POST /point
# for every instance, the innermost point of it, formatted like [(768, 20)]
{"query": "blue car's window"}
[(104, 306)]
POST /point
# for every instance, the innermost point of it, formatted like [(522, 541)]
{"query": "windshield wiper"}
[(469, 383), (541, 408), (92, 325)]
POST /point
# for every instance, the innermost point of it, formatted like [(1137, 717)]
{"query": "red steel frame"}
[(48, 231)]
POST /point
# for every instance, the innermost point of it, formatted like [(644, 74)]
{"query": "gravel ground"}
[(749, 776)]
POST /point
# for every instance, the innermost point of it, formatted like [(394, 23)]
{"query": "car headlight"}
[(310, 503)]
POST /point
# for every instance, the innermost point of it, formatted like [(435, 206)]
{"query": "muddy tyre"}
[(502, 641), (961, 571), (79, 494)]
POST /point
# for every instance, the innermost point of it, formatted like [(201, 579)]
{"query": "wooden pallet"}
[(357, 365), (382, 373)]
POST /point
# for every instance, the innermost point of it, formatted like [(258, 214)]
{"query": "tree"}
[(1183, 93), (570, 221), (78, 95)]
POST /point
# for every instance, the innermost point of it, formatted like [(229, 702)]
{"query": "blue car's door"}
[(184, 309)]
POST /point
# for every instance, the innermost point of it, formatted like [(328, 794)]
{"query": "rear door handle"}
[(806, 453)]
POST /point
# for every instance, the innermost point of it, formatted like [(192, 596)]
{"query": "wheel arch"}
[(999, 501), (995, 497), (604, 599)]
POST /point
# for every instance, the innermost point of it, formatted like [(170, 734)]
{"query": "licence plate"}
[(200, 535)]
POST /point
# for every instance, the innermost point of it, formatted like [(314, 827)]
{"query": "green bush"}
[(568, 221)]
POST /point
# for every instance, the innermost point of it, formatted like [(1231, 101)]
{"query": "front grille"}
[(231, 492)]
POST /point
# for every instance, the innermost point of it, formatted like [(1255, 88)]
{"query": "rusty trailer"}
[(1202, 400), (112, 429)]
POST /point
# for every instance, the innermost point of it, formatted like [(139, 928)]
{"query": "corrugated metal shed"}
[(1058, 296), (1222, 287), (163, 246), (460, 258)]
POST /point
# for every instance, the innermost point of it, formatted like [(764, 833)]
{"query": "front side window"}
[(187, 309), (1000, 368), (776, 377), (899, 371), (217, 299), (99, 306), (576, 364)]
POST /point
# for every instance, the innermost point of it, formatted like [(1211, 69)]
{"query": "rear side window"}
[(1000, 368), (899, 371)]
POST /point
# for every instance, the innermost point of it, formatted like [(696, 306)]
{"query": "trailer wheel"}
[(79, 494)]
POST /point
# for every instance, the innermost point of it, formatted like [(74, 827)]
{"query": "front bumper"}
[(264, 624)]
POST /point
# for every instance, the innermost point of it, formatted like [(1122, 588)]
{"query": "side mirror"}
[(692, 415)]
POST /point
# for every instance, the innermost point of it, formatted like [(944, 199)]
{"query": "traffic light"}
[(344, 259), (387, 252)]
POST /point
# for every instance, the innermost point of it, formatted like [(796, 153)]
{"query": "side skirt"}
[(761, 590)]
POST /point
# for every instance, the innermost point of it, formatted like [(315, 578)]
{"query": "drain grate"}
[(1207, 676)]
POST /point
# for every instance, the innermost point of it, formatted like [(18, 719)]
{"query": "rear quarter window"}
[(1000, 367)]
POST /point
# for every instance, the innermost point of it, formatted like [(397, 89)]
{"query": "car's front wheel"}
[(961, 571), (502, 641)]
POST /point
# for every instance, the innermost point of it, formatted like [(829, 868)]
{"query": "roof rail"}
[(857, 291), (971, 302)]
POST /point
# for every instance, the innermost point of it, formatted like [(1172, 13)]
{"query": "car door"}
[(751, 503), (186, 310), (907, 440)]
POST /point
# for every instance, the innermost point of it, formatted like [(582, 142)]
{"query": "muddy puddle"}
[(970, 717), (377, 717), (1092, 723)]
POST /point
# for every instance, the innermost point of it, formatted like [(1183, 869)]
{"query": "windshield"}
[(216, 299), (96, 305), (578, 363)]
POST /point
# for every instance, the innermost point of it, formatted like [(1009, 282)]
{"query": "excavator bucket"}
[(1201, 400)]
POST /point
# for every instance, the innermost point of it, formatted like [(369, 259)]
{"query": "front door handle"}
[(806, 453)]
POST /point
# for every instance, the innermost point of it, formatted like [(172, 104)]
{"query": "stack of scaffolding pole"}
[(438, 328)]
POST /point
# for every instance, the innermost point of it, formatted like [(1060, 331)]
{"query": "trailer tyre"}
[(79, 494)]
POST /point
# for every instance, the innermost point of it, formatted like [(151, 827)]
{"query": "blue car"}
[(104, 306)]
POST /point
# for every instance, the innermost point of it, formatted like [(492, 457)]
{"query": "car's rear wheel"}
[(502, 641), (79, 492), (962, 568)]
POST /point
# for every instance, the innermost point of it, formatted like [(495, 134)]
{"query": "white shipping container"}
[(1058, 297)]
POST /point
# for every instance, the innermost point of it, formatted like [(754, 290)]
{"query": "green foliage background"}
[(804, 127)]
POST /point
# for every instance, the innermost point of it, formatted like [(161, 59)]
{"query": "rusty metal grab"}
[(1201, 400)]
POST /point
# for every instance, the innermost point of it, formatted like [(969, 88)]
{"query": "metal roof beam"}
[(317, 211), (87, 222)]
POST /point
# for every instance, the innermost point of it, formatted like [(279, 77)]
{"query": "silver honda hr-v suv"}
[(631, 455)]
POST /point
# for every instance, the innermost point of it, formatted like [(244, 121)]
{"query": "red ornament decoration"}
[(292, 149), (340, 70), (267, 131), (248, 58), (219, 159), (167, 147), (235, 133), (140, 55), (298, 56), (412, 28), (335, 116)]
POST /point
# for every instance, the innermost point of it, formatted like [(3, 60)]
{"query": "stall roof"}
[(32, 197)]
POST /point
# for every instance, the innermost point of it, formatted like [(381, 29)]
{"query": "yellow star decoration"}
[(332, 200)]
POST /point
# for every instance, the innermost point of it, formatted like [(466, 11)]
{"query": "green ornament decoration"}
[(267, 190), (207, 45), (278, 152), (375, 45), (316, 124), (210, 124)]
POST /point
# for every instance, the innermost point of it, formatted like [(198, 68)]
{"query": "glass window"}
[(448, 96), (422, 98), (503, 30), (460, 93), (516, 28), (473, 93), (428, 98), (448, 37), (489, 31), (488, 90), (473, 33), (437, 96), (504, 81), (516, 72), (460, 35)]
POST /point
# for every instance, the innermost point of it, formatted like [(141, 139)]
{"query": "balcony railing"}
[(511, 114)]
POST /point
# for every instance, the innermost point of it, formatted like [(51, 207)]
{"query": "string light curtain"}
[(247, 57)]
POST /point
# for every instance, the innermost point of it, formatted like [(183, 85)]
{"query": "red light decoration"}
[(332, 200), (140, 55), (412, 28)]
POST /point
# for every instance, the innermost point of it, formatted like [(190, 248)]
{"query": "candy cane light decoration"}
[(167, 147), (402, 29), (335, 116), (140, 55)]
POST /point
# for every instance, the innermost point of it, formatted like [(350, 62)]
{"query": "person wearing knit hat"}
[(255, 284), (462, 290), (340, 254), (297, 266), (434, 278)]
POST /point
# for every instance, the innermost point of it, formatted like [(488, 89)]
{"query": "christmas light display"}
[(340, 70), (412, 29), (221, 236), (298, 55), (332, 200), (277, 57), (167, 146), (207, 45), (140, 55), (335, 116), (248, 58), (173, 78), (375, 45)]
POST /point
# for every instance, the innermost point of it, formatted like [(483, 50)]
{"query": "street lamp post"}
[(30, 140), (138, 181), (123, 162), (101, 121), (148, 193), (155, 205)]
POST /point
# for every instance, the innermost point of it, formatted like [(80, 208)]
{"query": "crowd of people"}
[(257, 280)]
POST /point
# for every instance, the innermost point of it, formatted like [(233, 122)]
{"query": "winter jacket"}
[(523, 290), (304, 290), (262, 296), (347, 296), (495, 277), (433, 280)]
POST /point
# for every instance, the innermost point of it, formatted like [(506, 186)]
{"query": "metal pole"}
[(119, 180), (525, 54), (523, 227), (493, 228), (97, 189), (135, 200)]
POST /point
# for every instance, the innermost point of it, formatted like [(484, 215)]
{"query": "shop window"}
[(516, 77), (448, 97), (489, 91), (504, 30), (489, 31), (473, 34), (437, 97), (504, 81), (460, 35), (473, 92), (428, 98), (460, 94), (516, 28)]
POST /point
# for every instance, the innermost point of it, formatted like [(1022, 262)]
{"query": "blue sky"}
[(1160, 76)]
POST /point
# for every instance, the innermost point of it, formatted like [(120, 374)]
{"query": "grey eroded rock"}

━━━━━━━━

- _SHORT PROBLEM_: Tally the lines in the records above that contain the string "windshield". Reply with only the number.

- _EXERCISE RESULT_: 2